_What is needed_:
Please scale the records from the start up to and including the line containing "L 223 152 L", and give all of those lines again, requests included. Multiply every coordinate in the answers by 0.4 and round each to a whole number, with halves rounding up.

_Data supplied_:
....
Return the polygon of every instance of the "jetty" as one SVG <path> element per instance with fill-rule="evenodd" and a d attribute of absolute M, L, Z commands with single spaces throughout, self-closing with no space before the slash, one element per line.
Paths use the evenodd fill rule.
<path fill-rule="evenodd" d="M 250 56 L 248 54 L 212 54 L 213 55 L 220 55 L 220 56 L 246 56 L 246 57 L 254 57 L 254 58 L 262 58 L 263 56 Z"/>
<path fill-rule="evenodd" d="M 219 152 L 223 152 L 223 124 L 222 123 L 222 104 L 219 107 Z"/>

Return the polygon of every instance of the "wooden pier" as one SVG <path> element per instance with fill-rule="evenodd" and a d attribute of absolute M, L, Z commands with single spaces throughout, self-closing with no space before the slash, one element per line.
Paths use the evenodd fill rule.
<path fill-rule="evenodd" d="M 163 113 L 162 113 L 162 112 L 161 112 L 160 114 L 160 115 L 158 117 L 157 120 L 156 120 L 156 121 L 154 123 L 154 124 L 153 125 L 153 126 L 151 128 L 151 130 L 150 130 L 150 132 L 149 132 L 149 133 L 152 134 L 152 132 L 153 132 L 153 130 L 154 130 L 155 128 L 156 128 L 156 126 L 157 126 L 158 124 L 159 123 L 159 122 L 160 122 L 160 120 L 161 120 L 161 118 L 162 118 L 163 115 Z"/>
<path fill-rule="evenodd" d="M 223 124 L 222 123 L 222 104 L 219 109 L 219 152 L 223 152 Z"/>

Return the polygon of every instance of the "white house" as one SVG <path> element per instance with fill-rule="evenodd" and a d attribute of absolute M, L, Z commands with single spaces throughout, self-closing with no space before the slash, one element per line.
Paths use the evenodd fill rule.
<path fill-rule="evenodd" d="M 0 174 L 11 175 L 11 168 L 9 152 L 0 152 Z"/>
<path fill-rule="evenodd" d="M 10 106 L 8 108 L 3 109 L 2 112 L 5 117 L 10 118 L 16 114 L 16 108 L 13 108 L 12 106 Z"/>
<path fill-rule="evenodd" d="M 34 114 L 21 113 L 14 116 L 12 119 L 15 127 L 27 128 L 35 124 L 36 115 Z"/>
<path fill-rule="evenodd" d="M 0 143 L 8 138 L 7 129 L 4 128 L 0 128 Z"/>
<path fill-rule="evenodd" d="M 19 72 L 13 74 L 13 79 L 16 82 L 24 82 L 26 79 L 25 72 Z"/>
....
_Solved exercise_:
Return the polygon of every instance of the "jetty" as one SVG <path> element per instance with fill-rule="evenodd" and a d attribute of absolute M, L, Z commands with single spaces throughout, self-closing with no space before the slash, one element per line.
Paths use the evenodd fill rule.
<path fill-rule="evenodd" d="M 100 22 L 99 22 L 85 22 L 85 22 L 88 22 L 88 22 L 98 22 L 98 23 L 102 23 L 102 23 L 105 23 L 105 22 Z"/>
<path fill-rule="evenodd" d="M 88 61 L 89 61 L 89 50 L 89 49 L 89 42 L 88 43 Z"/>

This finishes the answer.